● **INFORMASI YANG DIBERIKAN**
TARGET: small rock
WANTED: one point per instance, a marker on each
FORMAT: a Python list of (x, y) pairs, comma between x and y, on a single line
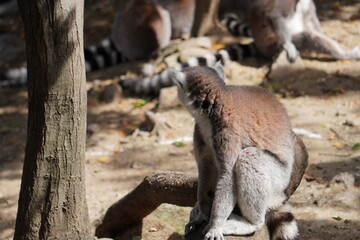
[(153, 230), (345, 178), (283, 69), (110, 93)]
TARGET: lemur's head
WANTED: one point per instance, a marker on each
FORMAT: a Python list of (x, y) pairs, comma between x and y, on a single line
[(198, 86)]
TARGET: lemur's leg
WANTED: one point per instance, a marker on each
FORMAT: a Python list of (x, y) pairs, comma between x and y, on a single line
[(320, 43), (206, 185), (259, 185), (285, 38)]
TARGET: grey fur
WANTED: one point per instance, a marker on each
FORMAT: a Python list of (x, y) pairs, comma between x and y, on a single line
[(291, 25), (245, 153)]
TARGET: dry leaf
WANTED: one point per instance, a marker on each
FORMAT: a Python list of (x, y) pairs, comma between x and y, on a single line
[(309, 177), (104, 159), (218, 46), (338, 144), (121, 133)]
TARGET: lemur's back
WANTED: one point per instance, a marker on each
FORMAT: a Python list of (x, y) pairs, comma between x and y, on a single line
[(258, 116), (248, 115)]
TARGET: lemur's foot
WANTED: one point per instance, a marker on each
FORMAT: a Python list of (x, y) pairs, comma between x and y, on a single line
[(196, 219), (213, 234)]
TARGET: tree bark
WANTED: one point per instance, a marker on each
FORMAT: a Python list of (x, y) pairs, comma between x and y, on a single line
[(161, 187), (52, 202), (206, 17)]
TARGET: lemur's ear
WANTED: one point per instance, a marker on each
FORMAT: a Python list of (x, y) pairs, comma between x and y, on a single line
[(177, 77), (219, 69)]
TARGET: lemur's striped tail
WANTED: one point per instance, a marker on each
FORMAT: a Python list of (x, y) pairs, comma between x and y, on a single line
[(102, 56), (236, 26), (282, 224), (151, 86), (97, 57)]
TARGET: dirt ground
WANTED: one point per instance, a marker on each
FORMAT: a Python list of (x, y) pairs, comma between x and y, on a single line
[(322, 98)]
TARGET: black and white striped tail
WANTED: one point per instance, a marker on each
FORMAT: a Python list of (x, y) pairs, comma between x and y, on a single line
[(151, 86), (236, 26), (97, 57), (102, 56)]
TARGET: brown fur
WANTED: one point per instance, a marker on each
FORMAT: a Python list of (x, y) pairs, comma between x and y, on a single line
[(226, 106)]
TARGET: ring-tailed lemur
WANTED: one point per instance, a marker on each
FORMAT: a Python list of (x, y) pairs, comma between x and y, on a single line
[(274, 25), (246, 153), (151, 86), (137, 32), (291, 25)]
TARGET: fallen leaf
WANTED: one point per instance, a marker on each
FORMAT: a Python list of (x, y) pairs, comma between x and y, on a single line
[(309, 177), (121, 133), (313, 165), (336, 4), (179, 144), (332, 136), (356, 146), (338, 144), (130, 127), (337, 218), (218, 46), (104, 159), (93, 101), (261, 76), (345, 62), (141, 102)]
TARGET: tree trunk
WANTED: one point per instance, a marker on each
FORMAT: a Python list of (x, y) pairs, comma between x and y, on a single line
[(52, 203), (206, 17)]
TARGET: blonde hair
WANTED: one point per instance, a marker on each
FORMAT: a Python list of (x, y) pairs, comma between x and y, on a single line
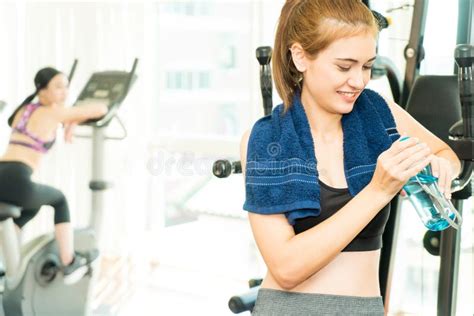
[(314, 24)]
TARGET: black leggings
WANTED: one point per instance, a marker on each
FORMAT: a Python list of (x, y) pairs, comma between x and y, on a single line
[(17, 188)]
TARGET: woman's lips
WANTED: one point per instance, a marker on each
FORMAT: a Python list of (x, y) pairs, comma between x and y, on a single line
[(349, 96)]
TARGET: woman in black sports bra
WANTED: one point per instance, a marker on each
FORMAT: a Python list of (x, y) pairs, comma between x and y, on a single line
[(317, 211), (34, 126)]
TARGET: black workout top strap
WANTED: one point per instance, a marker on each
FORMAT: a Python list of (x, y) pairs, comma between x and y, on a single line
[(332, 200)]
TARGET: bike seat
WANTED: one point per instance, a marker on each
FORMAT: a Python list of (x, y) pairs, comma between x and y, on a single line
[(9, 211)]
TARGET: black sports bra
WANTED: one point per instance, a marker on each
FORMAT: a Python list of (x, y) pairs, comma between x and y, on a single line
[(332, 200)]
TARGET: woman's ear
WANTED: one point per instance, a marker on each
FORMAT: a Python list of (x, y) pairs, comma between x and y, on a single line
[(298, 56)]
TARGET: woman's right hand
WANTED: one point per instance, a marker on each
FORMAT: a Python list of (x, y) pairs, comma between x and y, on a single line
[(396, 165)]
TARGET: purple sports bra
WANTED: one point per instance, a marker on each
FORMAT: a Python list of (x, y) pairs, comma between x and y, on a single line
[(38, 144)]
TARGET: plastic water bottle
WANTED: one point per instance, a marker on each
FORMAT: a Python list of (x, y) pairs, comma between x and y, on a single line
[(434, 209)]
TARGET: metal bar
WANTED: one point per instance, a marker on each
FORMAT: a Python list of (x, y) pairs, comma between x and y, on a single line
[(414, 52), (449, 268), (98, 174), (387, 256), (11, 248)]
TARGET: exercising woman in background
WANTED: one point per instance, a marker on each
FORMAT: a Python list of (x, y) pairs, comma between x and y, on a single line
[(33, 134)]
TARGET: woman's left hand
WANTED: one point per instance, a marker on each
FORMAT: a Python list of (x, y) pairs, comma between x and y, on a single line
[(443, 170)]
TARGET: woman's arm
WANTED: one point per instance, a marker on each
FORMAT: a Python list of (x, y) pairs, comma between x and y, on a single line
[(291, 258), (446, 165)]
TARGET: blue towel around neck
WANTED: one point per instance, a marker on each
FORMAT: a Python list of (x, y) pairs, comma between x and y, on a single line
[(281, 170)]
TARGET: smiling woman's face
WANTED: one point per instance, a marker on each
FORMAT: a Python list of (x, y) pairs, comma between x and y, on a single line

● **TUGAS**
Masukkan ke dalam tabel Markdown hanya baris-baris yang dimulai dari baris berisi "TARGET: plastic water bottle" hingga baris berisi "[(291, 258), (446, 165)]", termasuk kedua baris itu. Beri kolom Nomor dan Teks, lalu lewati baris kosong.

● **JAWABAN AKHIR**
| Nomor | Teks |
|---|---|
| 1 | TARGET: plastic water bottle |
| 2 | WANTED: one point per instance, a marker on each |
| 3 | FORMAT: a Python list of (x, y) pairs, comma between x and y, on a single line |
| 4 | [(434, 209)] |
| 5 | TARGET: metal bar |
| 6 | WANTED: one point per instance, a marker on each |
| 7 | FORMAT: a Python list of (x, y) pairs, comma between x and y, on a single line |
| 8 | [(414, 52), (449, 268), (98, 174), (387, 256), (11, 248)] |
| 9 | TARGET: exercising woman in background |
| 10 | WANTED: one point per instance, a marker on each |
| 11 | FORMAT: a Python list of (x, y) pairs, comma between x and y, on a single line |
| 12 | [(33, 134)] |
| 13 | TARGET: woman's left hand |
| 14 | WANTED: one point per instance, a marker on each |
| 15 | FORMAT: a Python list of (x, y) pairs, comma between x and y, on a single line |
| 16 | [(443, 170)] |
| 17 | TARGET: woman's arm |
| 18 | WANTED: one point per instance, a marker on each |
| 19 | FORMAT: a Python list of (x, y) pairs, comma between x and y, on a single line |
| 20 | [(291, 258), (446, 165)] |